» **What to produce**
Copy every line of the material exactly as it stands.

» **Exercise inputs**

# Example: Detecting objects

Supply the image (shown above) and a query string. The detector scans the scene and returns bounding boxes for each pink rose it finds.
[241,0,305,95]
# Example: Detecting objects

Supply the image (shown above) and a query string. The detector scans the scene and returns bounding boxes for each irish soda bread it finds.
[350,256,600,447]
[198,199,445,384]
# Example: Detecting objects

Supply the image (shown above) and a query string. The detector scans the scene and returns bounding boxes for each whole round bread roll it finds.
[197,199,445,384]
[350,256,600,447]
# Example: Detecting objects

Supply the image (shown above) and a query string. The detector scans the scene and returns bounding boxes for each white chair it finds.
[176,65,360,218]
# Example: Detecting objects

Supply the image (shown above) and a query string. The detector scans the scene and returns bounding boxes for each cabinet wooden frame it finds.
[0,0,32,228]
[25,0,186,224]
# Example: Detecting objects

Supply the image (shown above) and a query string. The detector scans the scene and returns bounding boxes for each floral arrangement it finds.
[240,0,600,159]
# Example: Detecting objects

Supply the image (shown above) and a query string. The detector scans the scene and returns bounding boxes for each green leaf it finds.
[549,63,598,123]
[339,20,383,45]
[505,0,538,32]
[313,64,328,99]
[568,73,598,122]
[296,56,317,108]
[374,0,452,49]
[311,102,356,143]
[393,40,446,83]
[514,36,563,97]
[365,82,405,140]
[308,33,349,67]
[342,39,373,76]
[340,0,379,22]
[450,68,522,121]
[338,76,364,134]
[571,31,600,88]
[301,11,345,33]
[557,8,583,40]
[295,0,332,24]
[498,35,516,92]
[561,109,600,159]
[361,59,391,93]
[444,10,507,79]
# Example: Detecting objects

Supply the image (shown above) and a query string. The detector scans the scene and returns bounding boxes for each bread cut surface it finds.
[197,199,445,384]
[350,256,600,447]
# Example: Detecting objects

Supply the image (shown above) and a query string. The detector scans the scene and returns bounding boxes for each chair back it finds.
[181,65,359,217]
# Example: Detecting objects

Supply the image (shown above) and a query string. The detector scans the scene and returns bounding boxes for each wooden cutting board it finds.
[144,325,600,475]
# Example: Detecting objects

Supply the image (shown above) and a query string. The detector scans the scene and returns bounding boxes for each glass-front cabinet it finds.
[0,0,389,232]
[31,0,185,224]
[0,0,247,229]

» **Response to the exercise**
# Example: Detecting objects

Supply the image (shown above) and a query string. The detector scans the scene and returns bounding boxes for each pink rose it finds.
[241,0,305,95]
# Example: Detecting objects

Supply the image (shown above) and a query string. The detector scans the scene and returns bounding boxes for each irish soda bread it finds.
[350,256,600,447]
[198,199,445,384]
# Example: Detecting objects

Supply the image (shown above) and a query string. The detector scans the scene and returns bounding boxes for each whole round bread roll it finds.
[197,199,445,384]
[350,256,600,447]
# Example: Detecting objects

Supply the image (shown above) and a query string. The detector scans the scene and returns bounding boxes for each white chair it finds.
[176,65,360,218]
# Example: Detecting objects

Supply the image (shown above) and a query string. The detector scans the scene and returns bounding boxes for each cabinet wooden frame it finds.
[0,0,32,228]
[25,0,186,224]
# Example: Detecting objects

Supply the image (shown above) and a query string. The detector scans the scene and returns bounding boxes for each floral arrangement it finds.
[240,0,600,159]
# Example: Detecting objects

Supply the image (shown above) and a query string. The detector scans the scene and returns bounding boxes for each green leaf it finds.
[549,63,598,123]
[339,20,383,45]
[505,0,538,32]
[313,64,328,99]
[568,73,598,122]
[296,56,317,108]
[374,0,452,49]
[311,102,356,143]
[393,40,446,83]
[514,36,563,97]
[365,82,405,140]
[308,33,349,67]
[342,39,373,76]
[340,0,379,22]
[450,68,522,121]
[338,76,364,134]
[571,31,600,88]
[301,11,345,33]
[557,8,583,40]
[295,0,332,24]
[498,35,516,92]
[561,109,600,159]
[361,59,391,93]
[444,10,507,79]
# Example: Detecting objects

Supply the image (shown above) and a query string. The detector scans the scene and returns bounding boxes for each bread cut surface it finds.
[197,199,445,384]
[350,256,600,447]
# Example: Detecting objects

Supply the image (shown above) and a query string. The detector scans the scene and returns bounding boxes for each chair back it finds.
[181,65,359,217]
# Example: Detecting objects

Supply the image (shown above) and a query string. The detector scans the scene and returns bounding boxes for each wooden cutting board it finds.
[144,325,600,475]
# Example: Detecting objects

Supply the image (shown above) and a query string. The detector scans the scene and returns bounding boxes for each glass-front cabinet it finds.
[0,0,389,232]
[31,0,185,224]
[0,0,247,229]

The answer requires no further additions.